_Stated goal:_ Retype the whole listing verbatim and keep the pictures out of it.

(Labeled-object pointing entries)
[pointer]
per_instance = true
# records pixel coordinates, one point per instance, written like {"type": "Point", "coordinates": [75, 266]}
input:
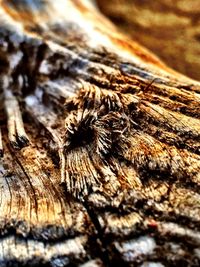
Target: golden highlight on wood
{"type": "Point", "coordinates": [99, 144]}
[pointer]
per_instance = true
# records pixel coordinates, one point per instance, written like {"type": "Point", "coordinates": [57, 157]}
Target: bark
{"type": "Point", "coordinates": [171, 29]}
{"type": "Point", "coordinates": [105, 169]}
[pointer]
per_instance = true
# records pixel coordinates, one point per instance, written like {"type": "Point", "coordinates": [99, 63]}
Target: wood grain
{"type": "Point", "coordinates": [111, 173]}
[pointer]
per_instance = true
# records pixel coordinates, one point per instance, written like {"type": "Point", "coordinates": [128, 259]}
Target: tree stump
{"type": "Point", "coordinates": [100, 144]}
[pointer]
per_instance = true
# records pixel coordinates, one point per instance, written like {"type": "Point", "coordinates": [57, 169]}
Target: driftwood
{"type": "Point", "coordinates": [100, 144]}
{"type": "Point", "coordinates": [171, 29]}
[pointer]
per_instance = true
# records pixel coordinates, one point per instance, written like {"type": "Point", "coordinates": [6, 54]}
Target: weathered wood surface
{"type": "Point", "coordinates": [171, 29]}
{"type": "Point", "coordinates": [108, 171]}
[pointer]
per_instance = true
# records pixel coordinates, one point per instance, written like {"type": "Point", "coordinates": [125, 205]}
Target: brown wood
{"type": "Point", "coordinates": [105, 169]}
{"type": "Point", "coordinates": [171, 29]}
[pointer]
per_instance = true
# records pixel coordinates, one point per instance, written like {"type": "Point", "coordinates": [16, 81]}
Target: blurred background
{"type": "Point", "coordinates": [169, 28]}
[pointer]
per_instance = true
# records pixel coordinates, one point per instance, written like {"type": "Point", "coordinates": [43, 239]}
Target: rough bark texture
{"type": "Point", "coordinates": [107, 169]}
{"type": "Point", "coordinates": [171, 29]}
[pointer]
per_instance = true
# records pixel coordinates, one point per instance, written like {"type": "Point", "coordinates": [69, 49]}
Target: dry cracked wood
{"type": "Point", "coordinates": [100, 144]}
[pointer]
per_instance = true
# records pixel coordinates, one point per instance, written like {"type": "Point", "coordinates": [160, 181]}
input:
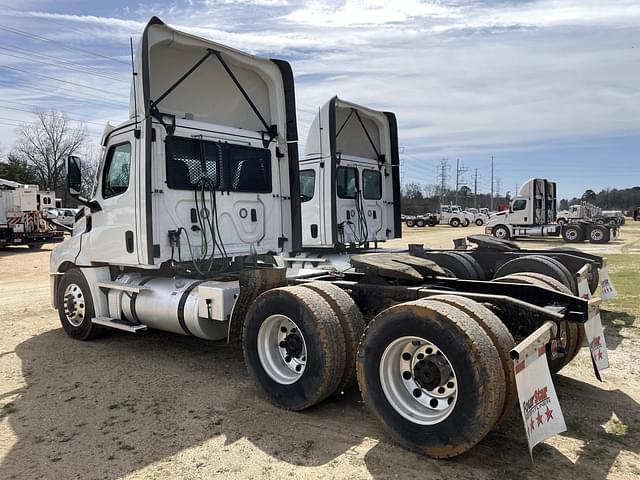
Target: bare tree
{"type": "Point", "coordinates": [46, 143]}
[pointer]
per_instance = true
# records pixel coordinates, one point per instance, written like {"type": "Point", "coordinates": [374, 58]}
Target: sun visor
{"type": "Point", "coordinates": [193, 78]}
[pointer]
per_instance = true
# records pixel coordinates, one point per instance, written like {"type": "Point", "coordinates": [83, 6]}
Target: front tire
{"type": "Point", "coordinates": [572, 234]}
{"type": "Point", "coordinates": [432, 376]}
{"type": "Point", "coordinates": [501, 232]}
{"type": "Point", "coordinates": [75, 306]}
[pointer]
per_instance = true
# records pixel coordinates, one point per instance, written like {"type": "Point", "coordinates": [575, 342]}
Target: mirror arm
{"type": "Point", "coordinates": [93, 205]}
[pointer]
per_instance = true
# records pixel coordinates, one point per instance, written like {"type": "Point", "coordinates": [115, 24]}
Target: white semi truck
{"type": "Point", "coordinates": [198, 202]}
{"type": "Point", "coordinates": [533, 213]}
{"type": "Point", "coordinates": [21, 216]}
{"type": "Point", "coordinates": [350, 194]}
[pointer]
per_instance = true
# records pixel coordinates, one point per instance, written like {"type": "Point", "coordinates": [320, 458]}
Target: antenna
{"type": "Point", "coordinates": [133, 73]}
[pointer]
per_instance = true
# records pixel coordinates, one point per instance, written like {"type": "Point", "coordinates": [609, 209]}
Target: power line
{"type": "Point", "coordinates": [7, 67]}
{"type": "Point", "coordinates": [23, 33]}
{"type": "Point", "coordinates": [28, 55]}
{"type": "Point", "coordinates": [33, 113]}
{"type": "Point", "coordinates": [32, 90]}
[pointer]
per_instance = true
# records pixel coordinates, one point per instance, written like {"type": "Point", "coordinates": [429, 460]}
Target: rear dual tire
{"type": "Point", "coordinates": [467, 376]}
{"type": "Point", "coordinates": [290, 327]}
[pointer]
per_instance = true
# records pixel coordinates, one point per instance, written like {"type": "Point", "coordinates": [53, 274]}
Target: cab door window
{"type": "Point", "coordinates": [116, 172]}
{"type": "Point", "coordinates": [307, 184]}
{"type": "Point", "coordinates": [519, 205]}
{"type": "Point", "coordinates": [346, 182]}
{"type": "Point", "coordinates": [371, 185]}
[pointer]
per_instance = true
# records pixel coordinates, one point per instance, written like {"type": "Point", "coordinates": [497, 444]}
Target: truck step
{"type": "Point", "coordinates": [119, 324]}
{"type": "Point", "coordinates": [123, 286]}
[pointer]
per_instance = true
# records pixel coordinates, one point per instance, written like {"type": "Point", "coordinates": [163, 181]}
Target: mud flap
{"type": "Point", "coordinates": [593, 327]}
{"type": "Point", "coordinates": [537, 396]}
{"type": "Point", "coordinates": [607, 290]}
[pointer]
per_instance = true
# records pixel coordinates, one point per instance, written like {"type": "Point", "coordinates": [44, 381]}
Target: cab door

_Response:_
[pointer]
per_instance = true
# records pixel coordinates, one point per instance, written like {"type": "Point", "coordinates": [75, 266]}
input:
Target: golden highlight on wood
{"type": "Point", "coordinates": [99, 144]}
[pointer]
per_instance = true
# records pixel coordinates, one point per instance, written like {"type": "Point", "coordinates": [57, 157]}
Target: bark
{"type": "Point", "coordinates": [171, 29]}
{"type": "Point", "coordinates": [105, 169]}
[pointer]
per_instance = true
# records pixel coordinates, one point per instance, written like {"type": "Point", "coordinates": [99, 63]}
Target: wood grain
{"type": "Point", "coordinates": [111, 173]}
[pointer]
per_instance = true
# records pixel coordinates, one point per instance, written like {"type": "Point", "coordinates": [128, 259]}
Target: tree stump
{"type": "Point", "coordinates": [100, 144]}
[pointer]
per_instance = true
# records pixel coordinates, one point per instance, written like {"type": "Point", "coordinates": [57, 169]}
Target: driftwood
{"type": "Point", "coordinates": [100, 144]}
{"type": "Point", "coordinates": [171, 29]}
[pointer]
per_instance = true
# records pixel coordinates, one point per instance, written like {"type": "Point", "coordinates": [6, 54]}
Target: weathered wood surface
{"type": "Point", "coordinates": [171, 29]}
{"type": "Point", "coordinates": [108, 171]}
[pointer]
per_instance = true
# records pixel coordinates, one point per instance, written like {"type": "Point", "coordinates": [125, 205]}
Target: brown wood
{"type": "Point", "coordinates": [105, 169]}
{"type": "Point", "coordinates": [171, 29]}
[pointer]
per_instance = true
# records pixel coordinates, one point per instance, written like {"type": "Point", "coordinates": [16, 81]}
Target: blurred background
{"type": "Point", "coordinates": [169, 28]}
[pointer]
per_instance = true
# records pixel coordinates, one point per instance, written like {"type": "Point", "coordinates": [43, 239]}
Target: rough bark texture
{"type": "Point", "coordinates": [107, 169]}
{"type": "Point", "coordinates": [171, 29]}
[pointer]
per_instance = true
# records pixel coordinates, one point per instance, written like {"type": "Point", "coordinates": [69, 49]}
Target: dry cracked wood
{"type": "Point", "coordinates": [100, 144]}
[pointer]
per_instance = true
# records pixel coordinates, one point per instance, written like {"type": "Point", "coordinates": [160, 181]}
input:
Target: bare tree
{"type": "Point", "coordinates": [46, 143]}
[pointer]
per_instance = true
# records pixel coordinates, one point per instance, written like {"type": "Point", "coordinates": [374, 58]}
Target: sun visor
{"type": "Point", "coordinates": [193, 78]}
[pointer]
per_instance = true
# records pixel coordinates, one point per instance, written like {"type": "Point", "coordinates": [83, 6]}
Target: front tire
{"type": "Point", "coordinates": [572, 234]}
{"type": "Point", "coordinates": [432, 376]}
{"type": "Point", "coordinates": [501, 232]}
{"type": "Point", "coordinates": [75, 306]}
[pointer]
per_instance = true
# records pixel coordinates, one point per instance, written like {"type": "Point", "coordinates": [575, 342]}
Target: mirror arm
{"type": "Point", "coordinates": [93, 205]}
[pointer]
per_instance = true
# records pixel coordinates, one point per instance, written like {"type": "Point", "coordinates": [115, 24]}
Target: white semi truck
{"type": "Point", "coordinates": [198, 202]}
{"type": "Point", "coordinates": [533, 213]}
{"type": "Point", "coordinates": [21, 216]}
{"type": "Point", "coordinates": [350, 194]}
[pointer]
per_instance = true
# records pixel coordinates, one point per instance, written like {"type": "Point", "coordinates": [320, 458]}
Target: antenna
{"type": "Point", "coordinates": [133, 73]}
[pointer]
per_instance = true
# records pixel coordinates, one point per instance, written like {"type": "Point", "coordinates": [609, 209]}
Target: power line
{"type": "Point", "coordinates": [7, 67]}
{"type": "Point", "coordinates": [23, 33]}
{"type": "Point", "coordinates": [28, 55]}
{"type": "Point", "coordinates": [33, 113]}
{"type": "Point", "coordinates": [32, 90]}
[pointer]
per_instance = true
# records pixel coordinates, one point per instance, written like {"type": "Point", "coordinates": [429, 460]}
Target: rear dual tire
{"type": "Point", "coordinates": [467, 376]}
{"type": "Point", "coordinates": [290, 327]}
[pointer]
per_instance = true
# records pixel coordinates, one point per instance, written like {"type": "Point", "coordinates": [53, 274]}
Target: cab door window
{"type": "Point", "coordinates": [116, 172]}
{"type": "Point", "coordinates": [307, 184]}
{"type": "Point", "coordinates": [519, 205]}
{"type": "Point", "coordinates": [346, 182]}
{"type": "Point", "coordinates": [371, 185]}
[pointer]
per_instance = true
# records pixel coordinates, one point per instance, written like {"type": "Point", "coordinates": [497, 444]}
Target: truck step
{"type": "Point", "coordinates": [119, 324]}
{"type": "Point", "coordinates": [123, 286]}
[pointer]
per_instance = true
# records pixel coordinates, one point per instance, written like {"type": "Point", "coordinates": [163, 181]}
Target: mud flap
{"type": "Point", "coordinates": [593, 327]}
{"type": "Point", "coordinates": [537, 396]}
{"type": "Point", "coordinates": [607, 290]}
[pointer]
per_instance = true
# records pixel coordinates, one point per instance, written like {"type": "Point", "coordinates": [44, 381]}
Target: cab door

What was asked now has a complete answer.